▸ **Texto citado**:
....................

Sentir, mais que entender

Certa vez comentei com um amigo que era impossível viver com uma mulher que não gostasse de João Gilberto. Nem me lembro se ele concordou comigo, mas isso pouco importa. O que importa é que eu realmente acreditava nisso naquela época e, talvez, ainda acredite hoje.

Sei que há pessoas que não gostam de João Gilberto e há, aliás, quem o odeie. Tenho muita dificuldade em entender isso, assim como tenho a mesma dificuldade em entender como alguém possa gostar destas duplas modernas de música sertaneja ou da chamada música techno. Esta minha dificuldade deve-se, muito provavelmente, à escolha errada do verbo. Em lugar de entender, eu estou pensando em sentir.

....................

▸ **Bloco de dados**:
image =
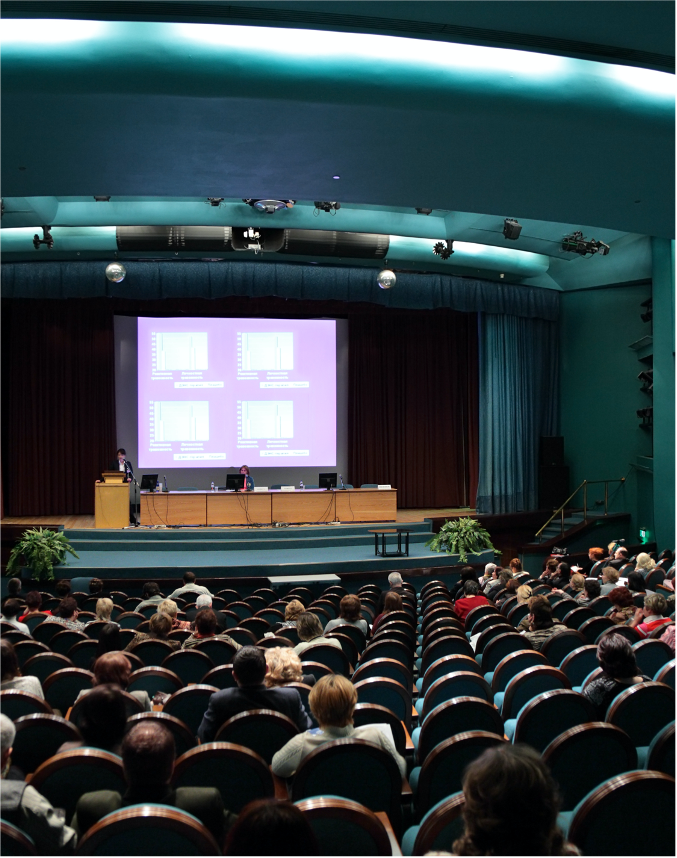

....................

▸ **O que fazer**:
Prossiga o texto sobre João Gilberto a partir da última frase.

▸ **Resposta**:
O maior defeito que as pessoas apontam em João Gilberto é que suas gravações, assim como as apresentações ao vivo, são muito longas e que ele repete as músicas muitas vezes, o que torna a audição enfadonha. Não sinto assim. Consigo perceber, em cada repetição, alterações sutis na harmonia, enriquecendo a execução de cada canção. Minha convicção, aliás, é que cada alteração, se não é planejada, surge de uma busca do novo, da perfeição.

João Gilberto tem hoje 84 anos, vive recluso num apartamento no Rio de Janeiro, esquecido por todos, até por mim, talvez. O que me fez lembrar dele foi o livro Ho-ba-la-lá, do jornalista alemão Marc Fischer, que juntou algumas economias e viajou ao Brasil com a intenção de encontrar-se pessoalmente com João Gilberto, mesmo sabendo que esta empreitada é inglória. Nesta tentativa, acabou se encontrando com vários personagens que gravitam ou gravitaram em torno do cantor, o que ia enriquecendo o rol de informações que tinha do artista, seu ídolo. 

Com isso, no livro, vão se desvendando facetas, algumas conhecidas, outras inéditas de João, numa narrativa que instiga a curiosidade do leitor pra saber se ele irá, ou não, atingir seu intento.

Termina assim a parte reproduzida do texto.